§ GIVEN REQUEST
Render every line of the data below as a JSON list of strings, one string per line, leaving out the blank lines.

=-=-=

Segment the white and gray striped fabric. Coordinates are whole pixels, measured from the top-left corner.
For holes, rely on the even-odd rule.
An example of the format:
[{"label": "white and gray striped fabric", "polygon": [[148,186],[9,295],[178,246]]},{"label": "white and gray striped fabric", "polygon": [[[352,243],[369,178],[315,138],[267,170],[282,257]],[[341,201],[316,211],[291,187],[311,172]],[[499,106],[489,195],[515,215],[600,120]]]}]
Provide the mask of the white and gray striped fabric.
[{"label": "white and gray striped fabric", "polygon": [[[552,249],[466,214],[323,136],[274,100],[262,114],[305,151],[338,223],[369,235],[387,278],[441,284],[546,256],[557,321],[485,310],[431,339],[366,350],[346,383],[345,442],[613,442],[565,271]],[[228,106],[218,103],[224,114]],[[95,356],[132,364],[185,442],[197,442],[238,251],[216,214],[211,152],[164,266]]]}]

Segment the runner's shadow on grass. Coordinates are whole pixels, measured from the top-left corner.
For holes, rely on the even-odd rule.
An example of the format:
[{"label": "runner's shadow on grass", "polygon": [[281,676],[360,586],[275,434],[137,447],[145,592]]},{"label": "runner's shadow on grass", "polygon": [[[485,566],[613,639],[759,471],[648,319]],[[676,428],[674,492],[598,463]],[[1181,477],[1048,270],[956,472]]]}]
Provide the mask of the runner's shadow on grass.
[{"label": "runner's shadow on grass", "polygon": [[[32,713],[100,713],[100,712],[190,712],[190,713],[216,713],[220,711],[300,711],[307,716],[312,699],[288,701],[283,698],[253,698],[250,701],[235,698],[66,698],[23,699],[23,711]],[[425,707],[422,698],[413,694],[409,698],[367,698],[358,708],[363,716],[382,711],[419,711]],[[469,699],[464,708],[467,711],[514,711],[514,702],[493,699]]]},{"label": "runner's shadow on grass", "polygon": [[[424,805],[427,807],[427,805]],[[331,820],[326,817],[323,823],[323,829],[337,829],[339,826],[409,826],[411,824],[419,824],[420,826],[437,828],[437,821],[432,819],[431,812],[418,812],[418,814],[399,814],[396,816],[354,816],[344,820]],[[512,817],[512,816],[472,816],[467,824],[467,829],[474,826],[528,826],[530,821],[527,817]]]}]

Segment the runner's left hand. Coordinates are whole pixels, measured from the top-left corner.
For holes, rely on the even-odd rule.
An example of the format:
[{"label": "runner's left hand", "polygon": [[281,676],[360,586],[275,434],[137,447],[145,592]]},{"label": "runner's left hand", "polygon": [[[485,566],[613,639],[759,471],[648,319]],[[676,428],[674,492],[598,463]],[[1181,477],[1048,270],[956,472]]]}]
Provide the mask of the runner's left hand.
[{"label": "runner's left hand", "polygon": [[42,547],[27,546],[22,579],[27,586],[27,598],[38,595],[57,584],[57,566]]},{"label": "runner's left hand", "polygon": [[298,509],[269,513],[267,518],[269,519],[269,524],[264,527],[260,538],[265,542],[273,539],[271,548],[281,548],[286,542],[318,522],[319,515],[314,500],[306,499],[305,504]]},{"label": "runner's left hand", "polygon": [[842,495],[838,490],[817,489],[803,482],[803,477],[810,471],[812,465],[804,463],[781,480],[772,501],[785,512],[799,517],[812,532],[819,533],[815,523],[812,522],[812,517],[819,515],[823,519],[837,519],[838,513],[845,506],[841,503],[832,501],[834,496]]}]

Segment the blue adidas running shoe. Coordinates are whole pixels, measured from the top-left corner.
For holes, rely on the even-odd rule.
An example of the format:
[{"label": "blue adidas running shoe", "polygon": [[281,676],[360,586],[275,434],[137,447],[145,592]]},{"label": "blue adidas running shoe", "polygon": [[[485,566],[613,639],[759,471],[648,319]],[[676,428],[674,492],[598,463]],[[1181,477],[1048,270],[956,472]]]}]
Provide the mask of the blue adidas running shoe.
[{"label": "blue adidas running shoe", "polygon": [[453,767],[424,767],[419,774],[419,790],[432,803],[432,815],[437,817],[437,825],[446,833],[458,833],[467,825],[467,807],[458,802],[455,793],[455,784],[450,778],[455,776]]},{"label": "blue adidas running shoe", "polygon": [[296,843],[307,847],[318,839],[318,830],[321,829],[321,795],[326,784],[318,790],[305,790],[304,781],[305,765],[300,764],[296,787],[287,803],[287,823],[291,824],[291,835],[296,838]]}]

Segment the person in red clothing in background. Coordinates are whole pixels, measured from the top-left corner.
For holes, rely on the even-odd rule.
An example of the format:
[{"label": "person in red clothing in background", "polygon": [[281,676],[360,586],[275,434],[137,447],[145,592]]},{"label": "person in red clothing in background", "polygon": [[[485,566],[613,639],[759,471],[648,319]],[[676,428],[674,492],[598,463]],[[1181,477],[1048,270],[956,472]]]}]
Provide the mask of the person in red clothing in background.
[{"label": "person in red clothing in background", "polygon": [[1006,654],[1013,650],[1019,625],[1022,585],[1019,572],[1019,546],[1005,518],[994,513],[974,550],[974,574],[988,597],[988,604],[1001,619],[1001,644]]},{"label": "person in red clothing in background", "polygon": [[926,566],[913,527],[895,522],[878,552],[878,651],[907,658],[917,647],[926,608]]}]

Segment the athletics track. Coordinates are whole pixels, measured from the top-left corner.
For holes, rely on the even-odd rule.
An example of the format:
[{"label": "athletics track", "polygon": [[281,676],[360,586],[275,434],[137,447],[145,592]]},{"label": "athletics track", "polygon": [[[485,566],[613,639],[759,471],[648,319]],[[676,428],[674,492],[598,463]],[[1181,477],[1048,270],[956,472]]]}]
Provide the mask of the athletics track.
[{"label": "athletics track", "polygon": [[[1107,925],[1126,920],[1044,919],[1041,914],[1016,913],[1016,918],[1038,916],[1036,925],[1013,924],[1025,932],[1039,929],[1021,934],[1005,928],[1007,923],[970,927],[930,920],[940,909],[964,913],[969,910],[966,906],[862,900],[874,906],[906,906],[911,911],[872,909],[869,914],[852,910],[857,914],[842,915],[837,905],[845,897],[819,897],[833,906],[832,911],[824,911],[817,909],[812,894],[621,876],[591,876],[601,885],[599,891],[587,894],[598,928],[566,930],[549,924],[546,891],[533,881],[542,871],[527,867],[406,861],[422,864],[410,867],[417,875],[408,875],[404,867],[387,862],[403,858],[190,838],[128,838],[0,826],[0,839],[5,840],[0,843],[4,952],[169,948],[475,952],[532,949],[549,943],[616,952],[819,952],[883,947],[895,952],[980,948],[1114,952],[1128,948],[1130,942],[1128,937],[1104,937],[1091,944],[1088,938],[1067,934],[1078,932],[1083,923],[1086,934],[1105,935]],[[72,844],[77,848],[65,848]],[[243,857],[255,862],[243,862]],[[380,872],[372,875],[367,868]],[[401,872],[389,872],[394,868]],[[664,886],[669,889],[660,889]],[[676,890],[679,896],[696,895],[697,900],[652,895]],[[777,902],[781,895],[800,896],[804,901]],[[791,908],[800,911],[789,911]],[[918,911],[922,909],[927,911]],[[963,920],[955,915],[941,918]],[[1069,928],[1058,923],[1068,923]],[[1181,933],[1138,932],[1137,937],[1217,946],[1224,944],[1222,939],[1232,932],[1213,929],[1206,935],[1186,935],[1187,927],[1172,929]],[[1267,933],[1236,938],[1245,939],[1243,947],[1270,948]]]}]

=-=-=

§ ANSWER FOR THE TASK
[
  "Segment the white and gray striped fabric. Coordinates are whole pixels, measured from the top-left corner.",
  "For holes, rely on the even-odd rule.",
  "An example of the format:",
  "[{\"label\": \"white and gray striped fabric\", \"polygon\": [[148,186],[9,295],[178,246]]},{\"label\": \"white and gray striped fabric\", \"polygon\": [[[352,243],[369,178],[315,138],[267,170],[282,257]],[[341,201],[316,211],[291,187],[311,172]],[[499,106],[489,195],[515,215],[600,120]]]}]",
  "Provide the mask of the white and gray striped fabric.",
  "[{\"label\": \"white and gray striped fabric\", \"polygon\": [[[552,249],[466,214],[323,136],[274,100],[262,114],[305,151],[338,223],[369,235],[387,278],[441,284],[546,256],[557,321],[485,310],[431,339],[366,350],[346,383],[345,442],[613,442],[565,271]],[[228,106],[218,103],[224,114]],[[95,356],[132,364],[185,442],[197,442],[238,251],[216,214],[211,152],[164,266]]]}]",
  "Segment the runner's shadow on grass. Coordinates are whole pixels, measured from the top-left corner.",
  "For holes, rely on the even-odd rule.",
  "An example of the format:",
  "[{\"label\": \"runner's shadow on grass\", \"polygon\": [[281,676],[360,586],[275,434],[137,447],[145,592]]},{\"label\": \"runner's shadow on grass\", \"polygon\": [[[485,566],[613,639],[759,471],[648,319]],[[676,428],[674,492],[598,463]],[[1181,477],[1048,270],[956,472]]]}]",
  "Provide the mask of the runner's shadow on grass.",
  "[{\"label\": \"runner's shadow on grass\", \"polygon\": [[[32,713],[100,713],[100,712],[190,712],[190,713],[216,713],[220,711],[300,711],[307,716],[312,699],[288,701],[283,698],[253,698],[250,701],[235,698],[66,698],[23,699],[23,711]],[[425,707],[422,698],[413,694],[409,698],[367,698],[358,708],[363,716],[382,711],[419,711]],[[469,699],[464,708],[467,711],[514,711],[514,702],[493,699]]]},{\"label\": \"runner's shadow on grass\", \"polygon\": [[[424,805],[427,807],[427,805]],[[331,820],[326,817],[323,823],[323,829],[337,829],[339,826],[409,826],[411,824],[419,824],[420,826],[437,828],[437,821],[432,819],[431,812],[418,812],[418,814],[399,814],[396,816],[354,816],[344,820]],[[512,817],[512,816],[472,816],[467,824],[467,829],[474,826],[528,826],[530,821],[527,817]]]}]",
  "Segment the runner's left hand. Coordinates are whole pixels, measured from the top-left corner.",
  "For holes, rely on the even-odd rule.",
  "An example of the format:",
  "[{\"label\": \"runner's left hand\", \"polygon\": [[281,676],[360,586],[275,434],[137,447],[145,592]]},{\"label\": \"runner's left hand\", \"polygon\": [[[485,566],[613,639],[759,471],[648,319]],[[676,428],[674,492],[598,463]],[[1181,477],[1048,270],[956,472]]]}]",
  "Provide the mask of the runner's left hand.",
  "[{\"label\": \"runner's left hand\", \"polygon\": [[42,547],[27,546],[22,579],[27,586],[27,598],[38,595],[57,584],[57,566]]},{\"label\": \"runner's left hand\", \"polygon\": [[298,509],[269,513],[267,518],[269,519],[269,524],[264,527],[260,538],[265,542],[273,539],[271,548],[281,548],[286,542],[318,522],[319,515],[314,500],[306,499],[305,504]]},{\"label\": \"runner's left hand\", \"polygon\": [[842,495],[838,490],[817,489],[803,482],[803,477],[810,471],[812,465],[804,463],[781,480],[772,501],[785,512],[799,517],[812,532],[819,533],[815,523],[812,522],[812,517],[819,515],[823,519],[837,519],[838,513],[845,506],[841,503],[832,501],[834,496]]}]",
  "Segment the blue adidas running shoe. Coordinates are whole pixels, measured from the top-left corner.",
  "For holes, rely on the even-odd rule.",
  "An example of the format:",
  "[{\"label\": \"blue adidas running shoe\", \"polygon\": [[281,676],[360,586],[275,434],[137,447],[145,592]]},{\"label\": \"blue adidas running shoe\", \"polygon\": [[[485,566],[613,639],[759,471],[648,319]],[[676,428],[674,492],[598,463]],[[1181,477],[1048,270],[956,472]]]}]",
  "Provide the mask of the blue adidas running shoe.",
  "[{\"label\": \"blue adidas running shoe\", \"polygon\": [[453,767],[424,767],[419,774],[419,790],[432,803],[432,815],[437,817],[437,825],[446,833],[458,833],[467,825],[467,807],[458,802],[455,793],[455,784],[450,778],[455,776]]},{\"label\": \"blue adidas running shoe\", \"polygon\": [[296,843],[307,847],[318,839],[318,830],[321,829],[321,795],[326,784],[318,790],[305,790],[304,781],[305,765],[300,764],[296,787],[287,803],[287,823],[291,824],[291,835],[296,838]]}]",
  "Segment the person in red clothing in background. Coordinates are whole pixels, measured from the top-left corner.",
  "For holes, rely on the even-odd rule.",
  "An example of the format:",
  "[{\"label\": \"person in red clothing in background\", \"polygon\": [[281,676],[360,586],[275,434],[137,447],[145,592]]},{\"label\": \"person in red clothing in background\", \"polygon\": [[[485,566],[613,639],[759,471],[648,319]],[[676,428],[674,492],[598,463]],[[1181,477],[1048,270],[956,472]]]}]",
  "Provide the mask of the person in red clothing in background.",
  "[{\"label\": \"person in red clothing in background\", \"polygon\": [[1006,654],[1013,650],[1019,625],[1022,585],[1019,572],[1019,546],[1005,518],[994,513],[974,550],[974,574],[988,597],[988,604],[1001,619],[1001,644]]},{\"label\": \"person in red clothing in background\", \"polygon\": [[926,566],[913,527],[895,522],[878,552],[878,651],[907,658],[917,647],[926,608]]}]",
  "Segment the athletics track. Coordinates are whole pixels, measured from the top-left corner.",
  "For holes, rely on the even-odd rule.",
  "An example of the format:",
  "[{\"label\": \"athletics track\", \"polygon\": [[281,676],[360,586],[275,434],[137,447],[145,592]]},{\"label\": \"athletics track\", \"polygon\": [[[485,566],[613,639],[759,471],[648,319]],[[676,428],[674,492],[598,463]],[[1181,477],[1048,270],[956,472]]]}]",
  "Provide the mask of the athletics track.",
  "[{\"label\": \"athletics track\", \"polygon\": [[[1107,925],[1126,920],[1044,919],[1041,914],[1016,913],[1016,918],[1038,916],[1036,925],[1013,924],[1025,932],[1039,929],[1021,934],[1005,928],[1007,923],[970,927],[930,920],[940,909],[964,913],[969,910],[966,906],[862,900],[874,906],[906,906],[911,911],[872,909],[869,914],[852,910],[857,914],[842,915],[837,905],[845,897],[819,897],[833,906],[832,911],[824,911],[817,909],[812,894],[621,876],[591,876],[601,885],[599,891],[587,894],[598,928],[566,930],[549,924],[546,891],[533,881],[542,871],[527,867],[406,861],[422,864],[410,867],[417,875],[408,875],[404,867],[387,862],[403,858],[190,838],[128,838],[0,826],[0,839],[5,840],[0,843],[4,952],[169,948],[475,952],[532,949],[549,943],[616,952],[819,952],[883,947],[895,952],[980,948],[1114,952],[1128,948],[1130,942],[1128,937],[1104,937],[1091,944],[1088,938],[1067,934],[1078,932],[1083,923],[1086,934],[1105,935]],[[72,844],[77,848],[65,848]],[[243,857],[255,862],[243,862]],[[380,872],[372,875],[367,868]],[[401,872],[389,872],[394,868]],[[664,886],[669,889],[660,889]],[[676,890],[679,896],[696,895],[697,900],[652,895]],[[777,902],[781,895],[800,896],[804,901]],[[791,908],[800,911],[789,911]],[[918,911],[922,909],[927,911]],[[963,920],[955,915],[941,918]],[[1069,928],[1058,923],[1068,923]],[[1181,933],[1138,932],[1137,937],[1217,946],[1224,944],[1222,939],[1232,932],[1213,929],[1206,935],[1186,935],[1187,927],[1172,929]],[[1267,933],[1236,938],[1245,939],[1243,947],[1270,948]]]}]"
]